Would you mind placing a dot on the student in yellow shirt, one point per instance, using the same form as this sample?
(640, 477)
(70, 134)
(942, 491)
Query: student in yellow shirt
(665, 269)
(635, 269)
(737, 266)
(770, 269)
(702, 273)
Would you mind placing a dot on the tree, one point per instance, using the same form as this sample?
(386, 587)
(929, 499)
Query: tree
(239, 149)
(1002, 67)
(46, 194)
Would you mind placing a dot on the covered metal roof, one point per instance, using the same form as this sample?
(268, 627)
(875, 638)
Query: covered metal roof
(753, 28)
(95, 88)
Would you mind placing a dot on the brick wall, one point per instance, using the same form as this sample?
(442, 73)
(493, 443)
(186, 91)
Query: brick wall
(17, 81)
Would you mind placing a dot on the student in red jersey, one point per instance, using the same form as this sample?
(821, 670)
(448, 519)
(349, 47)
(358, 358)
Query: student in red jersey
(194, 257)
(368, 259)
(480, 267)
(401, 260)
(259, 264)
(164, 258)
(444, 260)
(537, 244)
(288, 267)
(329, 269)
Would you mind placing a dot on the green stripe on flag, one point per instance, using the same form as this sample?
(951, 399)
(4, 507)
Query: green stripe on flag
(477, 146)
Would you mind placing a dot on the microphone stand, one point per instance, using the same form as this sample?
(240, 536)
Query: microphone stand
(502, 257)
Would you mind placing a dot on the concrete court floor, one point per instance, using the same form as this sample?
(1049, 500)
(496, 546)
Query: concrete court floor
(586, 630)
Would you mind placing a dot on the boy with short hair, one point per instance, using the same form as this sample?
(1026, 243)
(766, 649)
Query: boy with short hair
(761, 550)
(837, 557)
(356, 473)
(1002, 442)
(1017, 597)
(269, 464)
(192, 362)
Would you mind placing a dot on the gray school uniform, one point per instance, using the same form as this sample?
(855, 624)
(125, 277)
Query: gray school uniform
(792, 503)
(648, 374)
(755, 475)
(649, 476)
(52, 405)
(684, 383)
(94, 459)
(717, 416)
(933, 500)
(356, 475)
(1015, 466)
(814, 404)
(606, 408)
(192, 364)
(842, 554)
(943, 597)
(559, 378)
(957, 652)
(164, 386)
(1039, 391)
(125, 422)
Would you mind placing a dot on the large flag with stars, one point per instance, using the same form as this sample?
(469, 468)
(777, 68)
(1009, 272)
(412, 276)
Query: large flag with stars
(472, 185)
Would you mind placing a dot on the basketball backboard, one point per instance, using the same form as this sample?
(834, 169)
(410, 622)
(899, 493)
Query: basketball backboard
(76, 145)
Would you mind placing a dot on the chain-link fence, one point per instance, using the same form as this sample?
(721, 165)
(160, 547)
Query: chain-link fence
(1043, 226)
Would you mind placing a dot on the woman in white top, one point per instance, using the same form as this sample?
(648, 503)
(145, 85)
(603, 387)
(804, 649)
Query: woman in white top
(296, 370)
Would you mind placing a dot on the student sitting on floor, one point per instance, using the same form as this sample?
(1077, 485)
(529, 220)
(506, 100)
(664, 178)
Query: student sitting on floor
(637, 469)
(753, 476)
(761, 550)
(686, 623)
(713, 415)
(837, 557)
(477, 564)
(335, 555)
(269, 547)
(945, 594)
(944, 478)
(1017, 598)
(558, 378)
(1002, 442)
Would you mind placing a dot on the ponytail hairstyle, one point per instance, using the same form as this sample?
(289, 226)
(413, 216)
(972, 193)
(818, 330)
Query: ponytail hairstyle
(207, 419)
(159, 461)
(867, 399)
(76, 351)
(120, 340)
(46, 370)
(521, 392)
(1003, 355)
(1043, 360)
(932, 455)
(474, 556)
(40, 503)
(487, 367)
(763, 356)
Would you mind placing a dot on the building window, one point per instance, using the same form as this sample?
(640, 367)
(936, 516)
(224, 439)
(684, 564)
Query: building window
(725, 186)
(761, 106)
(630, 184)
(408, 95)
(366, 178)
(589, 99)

= = = =

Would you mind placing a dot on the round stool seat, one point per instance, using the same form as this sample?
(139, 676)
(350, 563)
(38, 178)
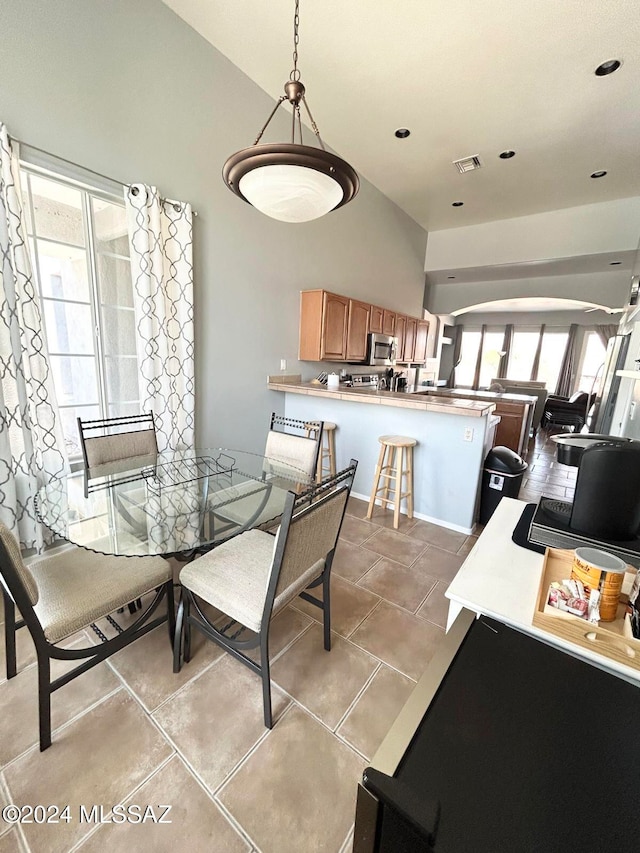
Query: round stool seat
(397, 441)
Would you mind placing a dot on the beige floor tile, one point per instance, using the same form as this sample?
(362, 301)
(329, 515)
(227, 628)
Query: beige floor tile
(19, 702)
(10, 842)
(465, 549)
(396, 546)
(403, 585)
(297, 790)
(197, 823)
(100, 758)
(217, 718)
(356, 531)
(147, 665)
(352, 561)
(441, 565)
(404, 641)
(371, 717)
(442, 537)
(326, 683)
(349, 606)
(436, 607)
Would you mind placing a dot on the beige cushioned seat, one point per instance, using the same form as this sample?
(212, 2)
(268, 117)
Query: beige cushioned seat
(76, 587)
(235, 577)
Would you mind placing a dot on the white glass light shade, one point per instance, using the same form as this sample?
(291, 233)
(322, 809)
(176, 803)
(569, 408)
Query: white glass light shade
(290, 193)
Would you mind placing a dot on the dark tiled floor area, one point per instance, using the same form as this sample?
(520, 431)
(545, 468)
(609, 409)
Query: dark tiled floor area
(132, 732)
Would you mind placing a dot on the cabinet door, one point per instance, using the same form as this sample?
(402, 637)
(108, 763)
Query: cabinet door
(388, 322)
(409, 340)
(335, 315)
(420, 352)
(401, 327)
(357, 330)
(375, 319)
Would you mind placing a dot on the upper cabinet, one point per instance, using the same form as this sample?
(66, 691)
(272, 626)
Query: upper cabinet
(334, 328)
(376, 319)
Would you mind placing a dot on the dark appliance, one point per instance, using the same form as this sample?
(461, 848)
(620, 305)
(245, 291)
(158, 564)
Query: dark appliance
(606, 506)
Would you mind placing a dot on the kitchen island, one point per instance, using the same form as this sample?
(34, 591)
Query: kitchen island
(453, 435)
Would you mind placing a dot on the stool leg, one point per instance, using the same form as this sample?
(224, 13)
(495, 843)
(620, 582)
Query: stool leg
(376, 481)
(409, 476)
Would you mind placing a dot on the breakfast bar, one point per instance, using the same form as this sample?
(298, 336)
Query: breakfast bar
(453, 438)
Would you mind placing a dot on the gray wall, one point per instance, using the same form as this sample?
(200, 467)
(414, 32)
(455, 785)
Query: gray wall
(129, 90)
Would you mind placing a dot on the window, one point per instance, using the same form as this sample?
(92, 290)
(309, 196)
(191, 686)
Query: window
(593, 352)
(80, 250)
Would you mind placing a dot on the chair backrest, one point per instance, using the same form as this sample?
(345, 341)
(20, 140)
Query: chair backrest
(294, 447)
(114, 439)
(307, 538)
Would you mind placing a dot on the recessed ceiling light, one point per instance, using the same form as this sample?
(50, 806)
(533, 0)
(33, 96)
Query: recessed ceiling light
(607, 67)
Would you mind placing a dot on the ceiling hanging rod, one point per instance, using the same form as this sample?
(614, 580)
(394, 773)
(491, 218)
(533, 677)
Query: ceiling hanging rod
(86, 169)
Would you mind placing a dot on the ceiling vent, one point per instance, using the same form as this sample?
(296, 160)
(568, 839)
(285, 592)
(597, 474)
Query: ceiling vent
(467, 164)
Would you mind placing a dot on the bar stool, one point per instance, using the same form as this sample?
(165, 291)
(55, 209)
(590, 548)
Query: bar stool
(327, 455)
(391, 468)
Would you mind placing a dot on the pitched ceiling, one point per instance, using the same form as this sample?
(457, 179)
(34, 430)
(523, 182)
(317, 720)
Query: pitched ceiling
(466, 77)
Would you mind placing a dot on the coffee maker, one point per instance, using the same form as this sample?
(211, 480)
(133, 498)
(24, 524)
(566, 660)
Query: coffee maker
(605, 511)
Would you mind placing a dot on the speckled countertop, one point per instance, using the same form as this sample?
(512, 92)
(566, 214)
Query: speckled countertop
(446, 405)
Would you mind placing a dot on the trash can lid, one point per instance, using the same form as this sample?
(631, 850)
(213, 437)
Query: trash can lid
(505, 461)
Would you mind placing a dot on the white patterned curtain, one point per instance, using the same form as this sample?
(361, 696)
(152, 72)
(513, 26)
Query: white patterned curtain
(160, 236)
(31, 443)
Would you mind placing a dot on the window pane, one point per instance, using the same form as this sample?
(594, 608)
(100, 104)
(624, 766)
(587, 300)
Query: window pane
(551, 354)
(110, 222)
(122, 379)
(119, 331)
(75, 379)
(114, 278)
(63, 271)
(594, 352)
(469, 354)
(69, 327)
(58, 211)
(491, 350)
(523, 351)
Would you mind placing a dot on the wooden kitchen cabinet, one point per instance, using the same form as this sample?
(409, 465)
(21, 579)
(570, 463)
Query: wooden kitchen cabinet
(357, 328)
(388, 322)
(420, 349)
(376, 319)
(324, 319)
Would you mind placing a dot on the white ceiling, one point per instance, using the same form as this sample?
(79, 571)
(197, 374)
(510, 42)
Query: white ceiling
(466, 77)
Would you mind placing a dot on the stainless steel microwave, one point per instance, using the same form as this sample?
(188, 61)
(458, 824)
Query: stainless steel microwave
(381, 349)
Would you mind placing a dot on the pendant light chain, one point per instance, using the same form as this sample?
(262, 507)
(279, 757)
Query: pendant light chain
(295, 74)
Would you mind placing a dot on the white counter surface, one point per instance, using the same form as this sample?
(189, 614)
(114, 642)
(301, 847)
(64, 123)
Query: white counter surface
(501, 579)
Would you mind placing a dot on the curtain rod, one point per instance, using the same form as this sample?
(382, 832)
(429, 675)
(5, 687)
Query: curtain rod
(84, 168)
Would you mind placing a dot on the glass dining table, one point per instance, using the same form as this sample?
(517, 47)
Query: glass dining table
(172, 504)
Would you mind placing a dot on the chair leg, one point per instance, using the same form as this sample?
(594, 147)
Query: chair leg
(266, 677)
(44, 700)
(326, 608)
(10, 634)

= = = =

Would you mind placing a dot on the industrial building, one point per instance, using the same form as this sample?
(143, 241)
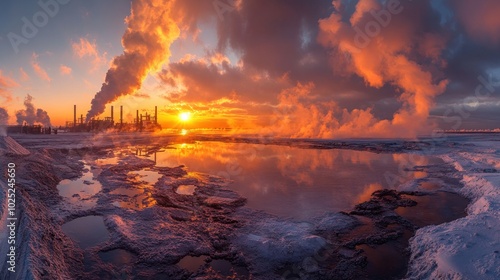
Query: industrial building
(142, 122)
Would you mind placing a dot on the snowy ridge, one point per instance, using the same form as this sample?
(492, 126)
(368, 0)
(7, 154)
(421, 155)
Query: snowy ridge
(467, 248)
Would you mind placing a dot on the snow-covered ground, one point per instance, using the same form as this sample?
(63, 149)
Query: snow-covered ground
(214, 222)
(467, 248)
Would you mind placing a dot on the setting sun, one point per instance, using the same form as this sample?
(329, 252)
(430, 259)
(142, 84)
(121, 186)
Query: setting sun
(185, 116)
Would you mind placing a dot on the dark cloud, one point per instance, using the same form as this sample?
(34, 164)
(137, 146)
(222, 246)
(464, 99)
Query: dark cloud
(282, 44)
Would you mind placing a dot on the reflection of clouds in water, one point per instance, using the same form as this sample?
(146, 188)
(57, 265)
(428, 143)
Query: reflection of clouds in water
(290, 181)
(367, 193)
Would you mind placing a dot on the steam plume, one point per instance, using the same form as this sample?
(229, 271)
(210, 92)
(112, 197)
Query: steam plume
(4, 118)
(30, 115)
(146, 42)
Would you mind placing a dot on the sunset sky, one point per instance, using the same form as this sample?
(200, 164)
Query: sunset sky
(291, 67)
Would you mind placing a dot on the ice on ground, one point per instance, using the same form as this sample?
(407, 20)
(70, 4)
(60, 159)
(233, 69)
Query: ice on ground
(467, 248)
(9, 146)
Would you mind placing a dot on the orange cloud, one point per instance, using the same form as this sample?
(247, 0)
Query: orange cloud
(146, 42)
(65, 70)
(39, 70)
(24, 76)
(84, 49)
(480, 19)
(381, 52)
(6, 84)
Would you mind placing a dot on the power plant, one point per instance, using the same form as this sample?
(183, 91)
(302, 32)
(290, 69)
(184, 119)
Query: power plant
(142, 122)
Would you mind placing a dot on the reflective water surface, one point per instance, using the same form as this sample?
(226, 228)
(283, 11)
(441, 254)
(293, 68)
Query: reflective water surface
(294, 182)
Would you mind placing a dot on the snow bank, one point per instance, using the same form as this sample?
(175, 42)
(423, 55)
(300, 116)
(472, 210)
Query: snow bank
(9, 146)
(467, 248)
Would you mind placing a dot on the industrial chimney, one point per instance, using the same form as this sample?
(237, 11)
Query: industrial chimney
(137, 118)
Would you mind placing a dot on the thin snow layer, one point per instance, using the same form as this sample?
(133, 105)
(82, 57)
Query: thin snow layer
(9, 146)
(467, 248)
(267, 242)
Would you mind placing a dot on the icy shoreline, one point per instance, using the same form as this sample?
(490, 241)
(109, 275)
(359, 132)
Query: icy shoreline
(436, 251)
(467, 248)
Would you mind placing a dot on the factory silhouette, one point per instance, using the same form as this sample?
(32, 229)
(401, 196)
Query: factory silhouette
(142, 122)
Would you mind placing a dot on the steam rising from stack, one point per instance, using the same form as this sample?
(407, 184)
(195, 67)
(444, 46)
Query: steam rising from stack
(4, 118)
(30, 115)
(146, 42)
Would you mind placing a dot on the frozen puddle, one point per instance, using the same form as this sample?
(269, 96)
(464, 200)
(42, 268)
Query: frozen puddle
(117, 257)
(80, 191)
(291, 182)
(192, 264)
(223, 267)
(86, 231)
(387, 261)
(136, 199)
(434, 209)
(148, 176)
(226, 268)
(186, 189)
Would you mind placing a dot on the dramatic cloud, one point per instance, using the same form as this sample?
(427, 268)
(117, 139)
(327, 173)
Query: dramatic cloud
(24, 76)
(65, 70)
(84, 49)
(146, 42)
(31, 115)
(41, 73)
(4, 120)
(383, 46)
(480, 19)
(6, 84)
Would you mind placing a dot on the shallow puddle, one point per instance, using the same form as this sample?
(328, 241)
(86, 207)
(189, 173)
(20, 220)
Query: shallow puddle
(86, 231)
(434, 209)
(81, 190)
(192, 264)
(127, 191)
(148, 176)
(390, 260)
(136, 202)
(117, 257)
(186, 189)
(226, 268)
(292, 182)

= = = =

EXERCISE REQUIREMENTS:
Return every line of the entries above that contains the string "short".

FINISHED ANSWER:
Would you mind placing a dot on the boy with short hair, one point per instance, using the same form as this sample?
Query: boy with short hair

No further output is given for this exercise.